### SHORT PROBLEM
Render every text line from the rows below as a Markdown table with two columns, No. for the line number and Text for the line itself, skipping blank lines. Leave the pictures out.
====== INPUT DATA ======
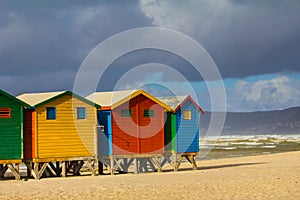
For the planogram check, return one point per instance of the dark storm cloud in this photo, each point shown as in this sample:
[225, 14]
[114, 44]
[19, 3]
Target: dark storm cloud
======
### TASK OUTPUT
| No. | Text |
|---|---|
| 1 | For the planogram check, return one point per instance of the dark storm cloud in this photo, each point shown as in this sample: |
| 2 | [225, 14] |
| 3 | [114, 44] |
| 4 | [19, 3] |
| 5 | Target: dark storm cloud |